Write a continuation of the biographical passage about Lady Dorothy Kitson, beginning right after its final sentence.

- Text block:
▼

In addition to being one of the few widows to nominate Members of Parliament, Lady Dorothy was also among the few women of the Tudor period to make a last will and testament while her husband was still living. Having obtained the consent of her second husband, Thomas Tasburgh, before taking this unusual step, she made her will on 30 April 1577. It was proved on 21 June 1577.

Lady Dorothy is buried in the parish church at Hawridge, where there is a monumental brass to her memory.

==Marriages and issue==
Dorothy Kitson married firstly Sir Thomas Pakington (died 2 June 1571) of Hampton Lovett, Worcestershire. He was the son of Robert Pakington (d.1536), a London merchant who was shot to death on the morning of Monday 13 November 1536 while on his way to church. His murderer was never found. An account of his death, which was later interpreted as martyrdom, is given in John Foxe's Acts and Monuments.

▲

- Record excerpts:

▼

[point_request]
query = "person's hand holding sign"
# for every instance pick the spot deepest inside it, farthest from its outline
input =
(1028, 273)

▲
▼

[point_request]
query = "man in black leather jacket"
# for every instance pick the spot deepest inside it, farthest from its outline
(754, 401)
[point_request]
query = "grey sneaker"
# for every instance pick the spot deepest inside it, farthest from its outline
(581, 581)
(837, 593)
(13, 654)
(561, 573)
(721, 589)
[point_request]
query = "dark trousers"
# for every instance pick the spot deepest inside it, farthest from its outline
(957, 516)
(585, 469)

▲

- Exercise answer:
Dorothy Kitson and Sir Thomas Pakington had four sons, Sir John Pakington, Henry, Robert and Thomas, who married Anne, the daughter of Sir William Pelham, and three daughters: Mary, who married, as his first wife, Sir Walter Long of Draycot, Wiltshire; Katherine, who married firstly John Davis, esquire, secondly Sir Jasper More, and thirdly a knight surnamed Mompesson; and Margaret, who married Thomas Lichfield, esquire, Gentleman of the Privy Chamber to Queen Elizabeth.

She married secondly Thomas Tasburgh (c.1554–c.1602) of Hawridge, Buckinghamshire, a lawyer and Teller of the Exchequer, by whom she had no issue.